▶ **TESTO FORNITO**:
:::::
La chiesa è un portone aperto sulla strasa, ama ripetere padre Carlo, e chi passa ha il diritto di entrare. Se no, aggiunge, serve gli idoli, non le persone. Una massima che nei suoi trentuno anni da prete ha applicato alla lettera. E che continua ad applicare, nonostante tutto. A cinquantasei anni, non si cambia tanto facilmente.
Da venti anni padre Carlo si occupa della parrocchia di Bosco Minniti, nella periferia di Siracusa. L’edificio è degli anni settanta. Insieme al quartiere, di quelli che di che vengono chiamati «difficili». Ma che a padre Carlo le etichette stiano strette lo si capisce subito, basta vederlo muoversi tra i suoi «ragazzi» in maglione e pantaloni di velluto. O mentre approfitta di una chiacchierata per fumare di nascosto sigarette che la sua salute altalenante non gli consentirebbe. La sua chiesa, Santa Maria Madre della Chiesa, rispecchia le sue idee. Sulle colonne sono appuntati alcuni batik, disegni africani, preghiere di pace e i messaggi di solidarietà che ha ricevuto mentre era agli arresti domiciliari. Tra il 9 febbraio e il 17 marzo padre Carlo è stato confinato nel suo appartamento, che da tempo ha scelto di condividere con richiedenti asilo provenienti da molti paesi del mondo, a lato della chiesa. Per arrivare nell’appartamento si sale al primo e unico piano. C’è una stanza con maschere africane sui muri. A destra, una camera dai muri azzurri ospita dieci letti: vi dormono i migranti che vivono qui da un po’. C’è un’altra stanza con i tavoli dove si mangia quando gli ospiti della parrocchia sono pochi. A volte si guarda la televisione. Dall’altro lato, la cucina, e sul fuoco un grande pentolone, spaghetti per cinquanta persone. In fondo al corridoio, uno stanzino con la fotocopiatrice e la stanza di padre Carlo. Quella dove ogni giorno fa il riposino pomeridiano prima della messa delle cinque e mezza.
:::::
(Record di identificazione delle posizioni)

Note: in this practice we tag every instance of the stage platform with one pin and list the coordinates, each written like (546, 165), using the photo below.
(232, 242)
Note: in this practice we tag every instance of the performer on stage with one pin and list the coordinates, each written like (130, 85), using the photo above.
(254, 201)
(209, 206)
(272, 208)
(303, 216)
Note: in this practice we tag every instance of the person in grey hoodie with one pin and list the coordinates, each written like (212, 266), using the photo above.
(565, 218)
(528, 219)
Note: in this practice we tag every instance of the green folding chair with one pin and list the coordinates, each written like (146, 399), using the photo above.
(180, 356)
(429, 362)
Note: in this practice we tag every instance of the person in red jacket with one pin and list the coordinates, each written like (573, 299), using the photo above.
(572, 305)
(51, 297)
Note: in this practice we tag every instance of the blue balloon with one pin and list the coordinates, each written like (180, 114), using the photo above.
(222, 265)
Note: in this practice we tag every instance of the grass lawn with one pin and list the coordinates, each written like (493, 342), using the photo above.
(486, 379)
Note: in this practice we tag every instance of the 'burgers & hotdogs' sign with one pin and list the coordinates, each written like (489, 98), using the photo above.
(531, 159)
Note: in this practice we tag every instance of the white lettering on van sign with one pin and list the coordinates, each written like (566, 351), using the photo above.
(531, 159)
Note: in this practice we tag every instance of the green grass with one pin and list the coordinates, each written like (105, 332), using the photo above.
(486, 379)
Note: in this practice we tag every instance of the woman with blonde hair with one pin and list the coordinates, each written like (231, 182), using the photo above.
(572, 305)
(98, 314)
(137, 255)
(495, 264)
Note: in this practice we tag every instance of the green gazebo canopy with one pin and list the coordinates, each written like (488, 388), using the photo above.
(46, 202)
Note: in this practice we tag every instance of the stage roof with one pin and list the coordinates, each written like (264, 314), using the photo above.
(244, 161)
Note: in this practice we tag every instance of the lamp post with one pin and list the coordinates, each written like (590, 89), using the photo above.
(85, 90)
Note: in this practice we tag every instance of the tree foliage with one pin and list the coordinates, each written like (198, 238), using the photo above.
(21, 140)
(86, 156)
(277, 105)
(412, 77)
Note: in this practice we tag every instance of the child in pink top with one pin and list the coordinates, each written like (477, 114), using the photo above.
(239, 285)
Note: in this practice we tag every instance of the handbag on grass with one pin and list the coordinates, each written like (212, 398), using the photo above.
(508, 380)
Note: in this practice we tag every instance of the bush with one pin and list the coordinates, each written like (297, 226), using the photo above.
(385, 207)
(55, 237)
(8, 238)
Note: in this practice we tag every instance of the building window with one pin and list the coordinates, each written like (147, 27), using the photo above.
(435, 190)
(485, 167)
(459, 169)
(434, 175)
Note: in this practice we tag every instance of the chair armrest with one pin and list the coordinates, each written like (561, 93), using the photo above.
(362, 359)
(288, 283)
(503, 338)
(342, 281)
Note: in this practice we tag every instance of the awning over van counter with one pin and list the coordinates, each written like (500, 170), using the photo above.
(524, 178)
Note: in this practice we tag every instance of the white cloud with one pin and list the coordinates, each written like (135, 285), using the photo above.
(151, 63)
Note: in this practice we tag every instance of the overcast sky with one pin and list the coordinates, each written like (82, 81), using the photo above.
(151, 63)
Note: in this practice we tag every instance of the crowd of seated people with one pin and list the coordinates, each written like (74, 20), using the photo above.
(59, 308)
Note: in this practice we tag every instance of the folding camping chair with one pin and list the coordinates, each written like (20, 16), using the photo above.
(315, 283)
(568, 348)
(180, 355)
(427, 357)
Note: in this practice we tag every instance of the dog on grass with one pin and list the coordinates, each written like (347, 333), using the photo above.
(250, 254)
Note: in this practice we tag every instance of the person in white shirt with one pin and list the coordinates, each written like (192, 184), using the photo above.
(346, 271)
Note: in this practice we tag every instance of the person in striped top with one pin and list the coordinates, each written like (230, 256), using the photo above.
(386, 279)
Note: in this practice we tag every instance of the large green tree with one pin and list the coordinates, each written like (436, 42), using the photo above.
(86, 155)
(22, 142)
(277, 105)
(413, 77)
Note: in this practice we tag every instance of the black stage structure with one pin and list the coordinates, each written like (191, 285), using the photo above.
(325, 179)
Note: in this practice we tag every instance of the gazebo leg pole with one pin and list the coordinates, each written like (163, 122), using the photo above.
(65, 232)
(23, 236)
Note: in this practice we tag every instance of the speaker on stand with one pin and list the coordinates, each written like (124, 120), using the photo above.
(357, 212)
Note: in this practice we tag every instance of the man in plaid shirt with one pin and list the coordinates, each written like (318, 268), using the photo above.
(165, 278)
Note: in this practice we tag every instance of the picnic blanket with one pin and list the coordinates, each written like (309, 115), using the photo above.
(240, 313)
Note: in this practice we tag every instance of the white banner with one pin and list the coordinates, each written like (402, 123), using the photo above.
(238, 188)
:::::
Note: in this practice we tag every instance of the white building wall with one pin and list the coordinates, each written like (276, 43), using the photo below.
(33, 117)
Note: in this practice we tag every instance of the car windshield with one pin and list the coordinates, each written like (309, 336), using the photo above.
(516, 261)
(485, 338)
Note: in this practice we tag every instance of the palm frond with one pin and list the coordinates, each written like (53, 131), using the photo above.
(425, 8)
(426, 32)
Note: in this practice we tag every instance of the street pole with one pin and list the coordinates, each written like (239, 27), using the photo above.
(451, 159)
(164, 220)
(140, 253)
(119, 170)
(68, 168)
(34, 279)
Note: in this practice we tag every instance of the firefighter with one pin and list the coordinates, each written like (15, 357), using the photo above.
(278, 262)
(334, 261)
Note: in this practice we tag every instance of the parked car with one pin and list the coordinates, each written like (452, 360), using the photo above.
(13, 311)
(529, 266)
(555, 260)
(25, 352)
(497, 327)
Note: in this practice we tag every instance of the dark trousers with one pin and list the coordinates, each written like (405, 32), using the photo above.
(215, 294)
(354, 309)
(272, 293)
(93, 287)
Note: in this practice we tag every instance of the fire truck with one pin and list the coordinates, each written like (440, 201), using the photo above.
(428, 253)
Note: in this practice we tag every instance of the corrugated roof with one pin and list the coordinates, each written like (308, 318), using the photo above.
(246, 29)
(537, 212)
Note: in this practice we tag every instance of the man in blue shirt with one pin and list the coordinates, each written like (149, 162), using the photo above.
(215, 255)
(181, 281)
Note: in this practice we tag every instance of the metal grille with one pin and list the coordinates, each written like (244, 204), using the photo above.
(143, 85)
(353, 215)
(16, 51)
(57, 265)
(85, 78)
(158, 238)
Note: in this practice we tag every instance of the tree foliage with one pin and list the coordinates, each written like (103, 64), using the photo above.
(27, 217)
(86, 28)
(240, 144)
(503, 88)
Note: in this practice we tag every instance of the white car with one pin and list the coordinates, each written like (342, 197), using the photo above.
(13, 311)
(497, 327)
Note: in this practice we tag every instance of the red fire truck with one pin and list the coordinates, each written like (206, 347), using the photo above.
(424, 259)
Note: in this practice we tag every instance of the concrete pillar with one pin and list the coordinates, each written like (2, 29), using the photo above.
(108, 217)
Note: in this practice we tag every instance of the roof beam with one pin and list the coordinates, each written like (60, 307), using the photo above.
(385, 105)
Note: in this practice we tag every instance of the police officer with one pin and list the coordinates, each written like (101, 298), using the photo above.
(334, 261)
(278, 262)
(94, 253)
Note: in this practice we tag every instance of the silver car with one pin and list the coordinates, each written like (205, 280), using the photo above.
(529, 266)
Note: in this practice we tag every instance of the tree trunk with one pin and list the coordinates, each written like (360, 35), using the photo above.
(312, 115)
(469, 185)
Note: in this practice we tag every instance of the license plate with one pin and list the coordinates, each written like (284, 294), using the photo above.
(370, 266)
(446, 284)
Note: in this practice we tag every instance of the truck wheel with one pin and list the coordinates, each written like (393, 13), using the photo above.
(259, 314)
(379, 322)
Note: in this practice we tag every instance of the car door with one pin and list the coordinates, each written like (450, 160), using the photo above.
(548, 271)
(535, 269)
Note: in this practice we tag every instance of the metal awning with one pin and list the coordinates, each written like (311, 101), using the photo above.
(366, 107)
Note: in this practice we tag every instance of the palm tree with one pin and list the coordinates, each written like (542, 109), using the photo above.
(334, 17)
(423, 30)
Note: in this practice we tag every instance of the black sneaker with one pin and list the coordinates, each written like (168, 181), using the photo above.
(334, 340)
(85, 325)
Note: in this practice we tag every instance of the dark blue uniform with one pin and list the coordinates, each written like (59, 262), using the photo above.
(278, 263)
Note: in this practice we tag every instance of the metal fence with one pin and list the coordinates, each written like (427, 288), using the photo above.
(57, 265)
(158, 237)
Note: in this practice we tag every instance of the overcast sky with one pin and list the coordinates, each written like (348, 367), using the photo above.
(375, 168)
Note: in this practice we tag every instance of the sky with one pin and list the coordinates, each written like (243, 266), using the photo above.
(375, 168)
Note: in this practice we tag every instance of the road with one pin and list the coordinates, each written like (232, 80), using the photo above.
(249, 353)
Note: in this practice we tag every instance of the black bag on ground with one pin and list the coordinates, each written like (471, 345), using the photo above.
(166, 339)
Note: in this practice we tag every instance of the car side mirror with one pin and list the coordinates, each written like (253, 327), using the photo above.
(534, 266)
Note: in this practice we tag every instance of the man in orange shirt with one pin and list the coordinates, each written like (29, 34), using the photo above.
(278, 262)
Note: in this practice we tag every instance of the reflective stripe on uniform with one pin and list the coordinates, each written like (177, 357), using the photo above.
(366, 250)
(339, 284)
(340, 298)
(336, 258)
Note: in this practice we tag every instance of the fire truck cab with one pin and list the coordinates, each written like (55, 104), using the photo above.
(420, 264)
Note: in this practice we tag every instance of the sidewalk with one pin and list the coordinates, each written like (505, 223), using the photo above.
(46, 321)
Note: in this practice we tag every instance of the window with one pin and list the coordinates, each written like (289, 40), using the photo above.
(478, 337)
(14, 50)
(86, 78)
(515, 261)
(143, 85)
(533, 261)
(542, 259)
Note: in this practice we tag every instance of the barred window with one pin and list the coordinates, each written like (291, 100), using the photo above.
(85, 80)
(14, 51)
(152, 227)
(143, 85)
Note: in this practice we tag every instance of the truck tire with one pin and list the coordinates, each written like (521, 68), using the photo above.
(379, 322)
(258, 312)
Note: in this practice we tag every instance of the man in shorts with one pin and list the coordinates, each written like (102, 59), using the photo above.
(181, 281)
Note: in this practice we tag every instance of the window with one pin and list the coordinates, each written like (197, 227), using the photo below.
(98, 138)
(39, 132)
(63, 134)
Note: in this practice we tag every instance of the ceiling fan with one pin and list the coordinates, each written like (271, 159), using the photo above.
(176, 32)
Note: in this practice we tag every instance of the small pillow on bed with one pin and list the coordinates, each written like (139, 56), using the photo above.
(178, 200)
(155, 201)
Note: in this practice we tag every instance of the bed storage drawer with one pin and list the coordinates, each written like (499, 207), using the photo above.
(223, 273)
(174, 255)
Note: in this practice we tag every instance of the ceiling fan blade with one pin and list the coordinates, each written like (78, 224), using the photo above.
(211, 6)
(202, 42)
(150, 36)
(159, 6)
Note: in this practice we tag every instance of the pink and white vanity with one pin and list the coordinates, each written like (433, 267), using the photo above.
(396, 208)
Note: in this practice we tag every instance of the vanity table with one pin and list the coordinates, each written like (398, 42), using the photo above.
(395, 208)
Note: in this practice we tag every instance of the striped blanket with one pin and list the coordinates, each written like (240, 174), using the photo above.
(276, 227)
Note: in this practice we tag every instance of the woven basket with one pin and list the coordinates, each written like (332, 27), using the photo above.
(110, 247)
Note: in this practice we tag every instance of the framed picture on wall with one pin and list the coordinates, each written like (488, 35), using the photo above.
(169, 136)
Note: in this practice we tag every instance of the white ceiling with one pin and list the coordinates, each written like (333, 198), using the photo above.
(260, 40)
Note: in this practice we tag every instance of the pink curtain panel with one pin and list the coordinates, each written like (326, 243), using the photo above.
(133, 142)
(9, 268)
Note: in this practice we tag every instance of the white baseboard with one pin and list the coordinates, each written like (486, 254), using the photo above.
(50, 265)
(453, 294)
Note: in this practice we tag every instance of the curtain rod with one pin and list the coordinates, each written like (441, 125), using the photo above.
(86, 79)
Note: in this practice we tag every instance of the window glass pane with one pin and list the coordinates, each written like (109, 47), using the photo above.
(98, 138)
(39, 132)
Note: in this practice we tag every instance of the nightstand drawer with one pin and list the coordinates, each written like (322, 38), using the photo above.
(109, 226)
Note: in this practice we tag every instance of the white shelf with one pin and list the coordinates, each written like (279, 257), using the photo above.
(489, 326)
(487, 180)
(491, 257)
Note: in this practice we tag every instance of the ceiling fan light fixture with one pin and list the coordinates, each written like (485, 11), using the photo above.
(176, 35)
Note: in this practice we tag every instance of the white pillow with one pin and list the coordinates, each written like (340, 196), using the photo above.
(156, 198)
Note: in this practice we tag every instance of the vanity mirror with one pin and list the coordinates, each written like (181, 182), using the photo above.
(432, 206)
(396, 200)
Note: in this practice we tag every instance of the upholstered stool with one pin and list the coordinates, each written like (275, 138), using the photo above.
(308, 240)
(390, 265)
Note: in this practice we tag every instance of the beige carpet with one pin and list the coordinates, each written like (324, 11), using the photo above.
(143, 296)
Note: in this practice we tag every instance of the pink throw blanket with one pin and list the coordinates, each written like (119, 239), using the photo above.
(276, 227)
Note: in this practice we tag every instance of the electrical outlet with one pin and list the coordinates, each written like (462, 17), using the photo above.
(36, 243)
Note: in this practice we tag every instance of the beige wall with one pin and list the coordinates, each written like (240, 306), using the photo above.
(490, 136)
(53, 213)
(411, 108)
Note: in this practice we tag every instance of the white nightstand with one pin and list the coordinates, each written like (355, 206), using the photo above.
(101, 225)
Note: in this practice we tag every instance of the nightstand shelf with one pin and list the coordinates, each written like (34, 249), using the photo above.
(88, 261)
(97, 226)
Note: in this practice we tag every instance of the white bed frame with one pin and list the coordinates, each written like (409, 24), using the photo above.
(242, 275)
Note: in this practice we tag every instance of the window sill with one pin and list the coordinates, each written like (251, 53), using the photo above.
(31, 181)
:::::
▶ **OBIETTIVI**:
(a) Riporta tutte le righe dell'elenco in cui compare la parola "drawer".
(b) Estendi il testo su padre Carlo e la sua parrocchia di Bosco Minniti, riprendendo dopo l'ultima frase.
Il testo e l'elenco non hanno alcun legame tra loro.

▶ **RISPOSTE SCRITTE**:
(a)
Note: in this practice we tag every instance of the bed storage drawer with one pin and list the coordinates, each written like (499, 207), using the photo above.
Note: in this practice we tag every instance of the nightstand drawer with one pin and list the coordinates, each written like (322, 38), using the photo above.

(b)
Al piano di sotto, i locali della parrocchia, l’ufficio del parroco dove si riuniscono i volontari, la stanza dove vengono riposti i materassi che ogni sera vengono sistemati in chiesa. Bosco Minniti funziona come un dormitorio pubblico, servizio che a Siracusa manca.
Dopo anni a fianco dei migranti, padre Carlo è stato un bel giorno accusato di «associazione finalizzata al favoreggiamento della permanenza degli stranieri nel territorio e delitti di falso, al fine di fare ottenere a cittadini extracomunitari permessi di soggiorno per asilo politico e lo status di rifugiato», spiegano le avvocate Sofia Amoddio e Marzia Capodieci. Viene contestato l’aver firmato «attestazioni di ospitalità» che consentivano agli stranieri di fare domanda di asilo, documenti ritenuti falsi dal magistrato perché gli intestatari non risiedevano stabilmente nella chiesa. Il movente, secondo il sostituto procuratore Luigi Lombardo e il procuratore capo di Catania Vincenzo D’Agata sarebbe la ricerca del «prestigio sociale» che darebbe l’essere difensore degli ultimi. Il teorema messo a punto da Lombardo e sposato da D’Agata ha prodotto i suoi frutti dopo l’arresto, in Campania, di un nigeriano coinvolto nello sfruttamento della prostituzione, che aveva in tasca un’«attestazione di ospitalità» firmata da padre Carlo.
L’accusa si è basata poi quasi interamente su intercettazioni ambientali. Secondo D’Agata, il sacerdote «non poteva non sapere che dietro c’era qualcosa per l’elevato numero di permessi siglati». E poco importa se anche il centro Astalli o la comunità di Sant’Egidio firmano a loro volta attestazioni di ospitalità, o se, come ricorda Carlo, perfino il dipartimento per le libertà civili e l’immigrazione del ministero degli interni ha più volte assicurato che era lecito fornire un indirizzo a chi percorre la rotta del lavoro stagionale per tutto l’anno.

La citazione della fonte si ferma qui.